List of tasks:
(A) In the post below about leaving beauty therapy, what kind of jobs did the writer keep being drawn to while searching for work?
(B) Please list every adjective in the post below about leaving beauty therapy that directly follows "feel" or "felt" and describes the writer's own feelings.

Text excerpt:
::::

It was this time last year I fell pregnant with Albie. It was meant to be the start of one of the best journeys I would ever take. Instead it turned out to be one of the worst. But as I go over in my head at how far I've come since then, I feel proud. I'm proud of the woman I've become. If it wasn't for Albie I would never be taking this huge leap into a new career.
I love beauty therapy, I really do, but I've never wanted to compete with all the other beauty therapists around. It was always a bit of a convenience job. I had Lily young and needed something that would work round her, beauty therapy gave me that option plus I enjoyed it so it was always a bonus.
Giving up my job in the salon was a bit of a split decision. I found it really, really hard after having Albie, to carry on at work. I felt guilty for having had so much time off, although now I realise that it wasn't much considering what I had just been through. I carried on, unhappy, and fell pregnant again. When we lost that one I knew I wasn't doing it again. I wasn't putting myself through the feelings of guilt again. I had nothing to feel guilty about, I had done nothing wrong.
I spent two months searching and searching for job after job but I found myself scrolling past any beauty therapy jobs and being attracted to jobs in the funeral business.
I've always liked helping people, even with beauty therapy it was less about making people look good and always more about making people feel good. I loved seeing that look on people's faces when you had finished a treatment and they were happy, relaxed.
I also kept thinking about how I felt when deciding what we wanted for albie's funeral. I felt like we mattered. Like my son mattered to someone. I felt comfortable with this lovely man looking after our baby on his final journey. And it just clicked. Why am I not doing this for other people? I want to give those feelings to others. The feeling that the person who is looking after their loved one really cares. Because I do care.
So I went for it. I applied to a position that sounded perfect for me, always in the back of my mind thinking, it won't be this time, but I knew I wanted it so badly I'd keep trying.
I filled in the application form and felt stupid. I had no experience, all I was was a beauty therapist and young mum. Why would they want me?
A week went by and I was asked in for an interview. I've only really ever had informal interviews before. Interviews for beauty therapist positions are normally about what sort of personality you have so its more like a chat than an interview, if that went well you would then be offered a trade test. So a formal interview was a bit alien to me. I went in trying my hardest to feel confident. I came out with my confidence in tatters. I felt silly. I was asked a series of questions but as I had no experinace in this particular role my answers were based on a totally different job. I just thought there is no way I've got it.

::::

Data shown:
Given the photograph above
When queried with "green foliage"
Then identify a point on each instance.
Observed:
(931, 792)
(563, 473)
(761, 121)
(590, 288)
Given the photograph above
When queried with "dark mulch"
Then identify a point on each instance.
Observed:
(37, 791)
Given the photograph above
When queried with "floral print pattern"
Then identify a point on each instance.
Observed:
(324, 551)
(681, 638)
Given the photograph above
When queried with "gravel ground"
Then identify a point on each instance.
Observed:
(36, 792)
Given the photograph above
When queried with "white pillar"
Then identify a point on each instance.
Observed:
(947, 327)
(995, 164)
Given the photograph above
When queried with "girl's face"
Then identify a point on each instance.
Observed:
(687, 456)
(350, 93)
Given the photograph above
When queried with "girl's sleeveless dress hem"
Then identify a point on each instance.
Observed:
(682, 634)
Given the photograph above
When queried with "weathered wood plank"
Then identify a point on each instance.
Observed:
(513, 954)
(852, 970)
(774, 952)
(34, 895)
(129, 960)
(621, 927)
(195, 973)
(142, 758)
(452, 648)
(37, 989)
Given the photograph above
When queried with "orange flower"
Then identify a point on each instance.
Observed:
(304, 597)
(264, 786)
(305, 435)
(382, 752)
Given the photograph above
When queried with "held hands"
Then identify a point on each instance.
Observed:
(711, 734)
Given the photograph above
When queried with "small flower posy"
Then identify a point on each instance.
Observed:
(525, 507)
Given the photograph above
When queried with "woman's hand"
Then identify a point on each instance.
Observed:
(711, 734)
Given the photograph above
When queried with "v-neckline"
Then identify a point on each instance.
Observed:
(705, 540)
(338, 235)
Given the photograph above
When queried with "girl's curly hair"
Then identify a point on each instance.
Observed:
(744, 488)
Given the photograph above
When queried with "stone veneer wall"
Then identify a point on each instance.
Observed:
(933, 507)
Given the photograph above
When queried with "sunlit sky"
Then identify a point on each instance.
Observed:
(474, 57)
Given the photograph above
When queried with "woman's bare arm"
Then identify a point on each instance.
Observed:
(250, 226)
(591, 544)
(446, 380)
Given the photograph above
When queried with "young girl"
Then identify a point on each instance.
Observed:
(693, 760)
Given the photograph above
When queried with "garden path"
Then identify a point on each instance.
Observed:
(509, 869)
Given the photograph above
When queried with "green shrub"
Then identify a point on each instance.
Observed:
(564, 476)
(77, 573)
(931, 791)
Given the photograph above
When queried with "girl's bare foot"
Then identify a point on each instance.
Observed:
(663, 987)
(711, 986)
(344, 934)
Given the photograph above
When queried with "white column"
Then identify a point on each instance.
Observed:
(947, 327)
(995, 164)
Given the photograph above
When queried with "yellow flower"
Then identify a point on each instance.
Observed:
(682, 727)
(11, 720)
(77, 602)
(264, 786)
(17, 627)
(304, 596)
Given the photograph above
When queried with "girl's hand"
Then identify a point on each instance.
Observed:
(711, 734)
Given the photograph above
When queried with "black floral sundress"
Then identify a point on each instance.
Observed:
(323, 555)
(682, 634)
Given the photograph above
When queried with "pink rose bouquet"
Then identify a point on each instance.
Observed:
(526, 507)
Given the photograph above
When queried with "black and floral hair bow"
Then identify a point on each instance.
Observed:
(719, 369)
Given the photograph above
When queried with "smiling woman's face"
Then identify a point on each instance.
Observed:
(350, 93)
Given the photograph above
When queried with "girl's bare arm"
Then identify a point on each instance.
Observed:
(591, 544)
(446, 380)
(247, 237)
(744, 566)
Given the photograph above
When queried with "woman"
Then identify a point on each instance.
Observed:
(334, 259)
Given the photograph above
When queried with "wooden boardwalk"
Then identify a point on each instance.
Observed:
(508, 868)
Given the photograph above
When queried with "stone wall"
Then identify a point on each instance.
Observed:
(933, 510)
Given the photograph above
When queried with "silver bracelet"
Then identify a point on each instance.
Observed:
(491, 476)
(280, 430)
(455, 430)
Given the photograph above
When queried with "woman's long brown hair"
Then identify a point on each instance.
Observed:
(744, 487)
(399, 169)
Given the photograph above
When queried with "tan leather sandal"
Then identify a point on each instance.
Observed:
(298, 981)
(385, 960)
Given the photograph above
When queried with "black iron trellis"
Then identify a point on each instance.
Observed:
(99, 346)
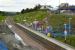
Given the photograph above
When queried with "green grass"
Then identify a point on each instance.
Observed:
(55, 20)
(2, 18)
(70, 40)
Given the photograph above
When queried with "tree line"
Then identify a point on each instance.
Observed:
(37, 7)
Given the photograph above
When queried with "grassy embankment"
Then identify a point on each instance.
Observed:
(55, 20)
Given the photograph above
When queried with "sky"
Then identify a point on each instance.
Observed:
(18, 5)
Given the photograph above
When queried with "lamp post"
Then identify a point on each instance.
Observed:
(65, 32)
(70, 28)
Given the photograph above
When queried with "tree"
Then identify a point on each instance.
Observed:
(23, 11)
(37, 7)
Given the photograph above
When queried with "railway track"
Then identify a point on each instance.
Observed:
(31, 37)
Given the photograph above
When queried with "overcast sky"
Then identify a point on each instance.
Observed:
(18, 5)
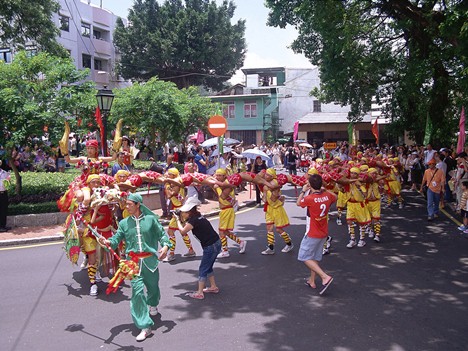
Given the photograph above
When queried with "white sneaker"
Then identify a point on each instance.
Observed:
(144, 334)
(268, 251)
(94, 290)
(153, 310)
(98, 277)
(170, 257)
(242, 246)
(288, 248)
(84, 264)
(223, 254)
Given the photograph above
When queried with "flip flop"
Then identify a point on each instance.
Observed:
(325, 286)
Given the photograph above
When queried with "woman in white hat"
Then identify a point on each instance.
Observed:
(191, 219)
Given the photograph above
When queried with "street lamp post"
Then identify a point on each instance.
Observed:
(104, 98)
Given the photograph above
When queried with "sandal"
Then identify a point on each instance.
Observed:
(196, 295)
(211, 290)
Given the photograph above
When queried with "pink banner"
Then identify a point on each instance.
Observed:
(200, 137)
(296, 130)
(461, 135)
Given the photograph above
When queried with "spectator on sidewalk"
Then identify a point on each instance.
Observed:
(4, 178)
(435, 180)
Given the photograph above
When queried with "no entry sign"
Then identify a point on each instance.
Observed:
(217, 125)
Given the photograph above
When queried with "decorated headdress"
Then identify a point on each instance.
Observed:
(271, 172)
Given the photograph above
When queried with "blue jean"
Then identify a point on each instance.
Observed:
(209, 257)
(433, 200)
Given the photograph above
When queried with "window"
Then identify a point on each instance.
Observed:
(64, 23)
(86, 61)
(85, 29)
(5, 55)
(250, 109)
(229, 109)
(97, 34)
(317, 106)
(98, 65)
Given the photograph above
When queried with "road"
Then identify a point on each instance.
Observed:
(407, 293)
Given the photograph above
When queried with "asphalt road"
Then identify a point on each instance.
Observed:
(407, 293)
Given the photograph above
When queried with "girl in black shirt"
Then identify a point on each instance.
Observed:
(209, 240)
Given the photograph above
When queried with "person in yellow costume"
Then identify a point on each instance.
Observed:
(175, 193)
(373, 202)
(275, 215)
(227, 215)
(356, 210)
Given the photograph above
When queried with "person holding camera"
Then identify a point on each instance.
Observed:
(190, 219)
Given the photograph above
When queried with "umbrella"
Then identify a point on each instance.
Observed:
(225, 150)
(254, 153)
(214, 141)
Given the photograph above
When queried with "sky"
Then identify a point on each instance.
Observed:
(266, 46)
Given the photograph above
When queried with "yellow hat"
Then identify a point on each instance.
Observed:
(312, 170)
(91, 177)
(122, 172)
(271, 172)
(173, 171)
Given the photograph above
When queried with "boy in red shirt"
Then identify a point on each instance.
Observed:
(318, 204)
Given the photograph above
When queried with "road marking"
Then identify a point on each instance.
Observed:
(31, 246)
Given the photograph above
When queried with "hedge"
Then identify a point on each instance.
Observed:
(41, 190)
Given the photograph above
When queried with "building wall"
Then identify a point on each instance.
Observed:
(296, 102)
(98, 45)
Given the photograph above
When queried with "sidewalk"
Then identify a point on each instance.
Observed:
(32, 235)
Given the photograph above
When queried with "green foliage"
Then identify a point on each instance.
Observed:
(189, 43)
(39, 91)
(160, 107)
(25, 20)
(410, 55)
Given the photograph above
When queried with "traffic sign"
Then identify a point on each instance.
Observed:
(217, 125)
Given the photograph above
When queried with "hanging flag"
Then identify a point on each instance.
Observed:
(296, 130)
(200, 137)
(375, 131)
(428, 132)
(461, 135)
(101, 129)
(350, 132)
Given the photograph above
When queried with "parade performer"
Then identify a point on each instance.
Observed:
(275, 215)
(373, 202)
(227, 215)
(192, 220)
(175, 194)
(142, 232)
(356, 210)
(318, 204)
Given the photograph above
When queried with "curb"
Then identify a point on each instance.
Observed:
(59, 236)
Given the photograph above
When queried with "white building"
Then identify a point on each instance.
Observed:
(86, 31)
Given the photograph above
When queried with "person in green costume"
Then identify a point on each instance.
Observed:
(142, 232)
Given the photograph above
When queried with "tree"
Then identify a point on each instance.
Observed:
(24, 20)
(39, 91)
(160, 107)
(410, 55)
(195, 44)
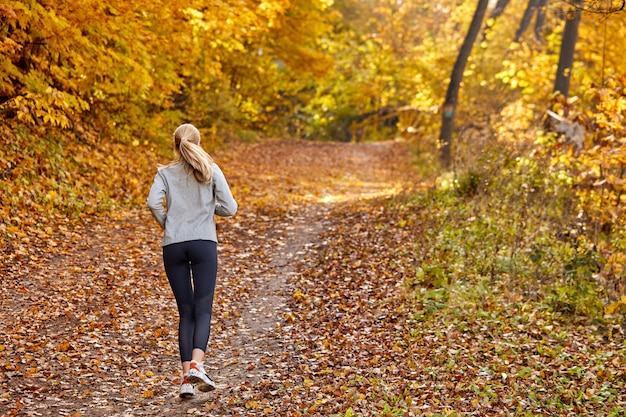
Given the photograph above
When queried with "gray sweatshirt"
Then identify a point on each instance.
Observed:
(191, 206)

::::

Answers given:
(A) Jobs in the funeral business.

(B) proud, guilty, comfortable, stupid, confident, silly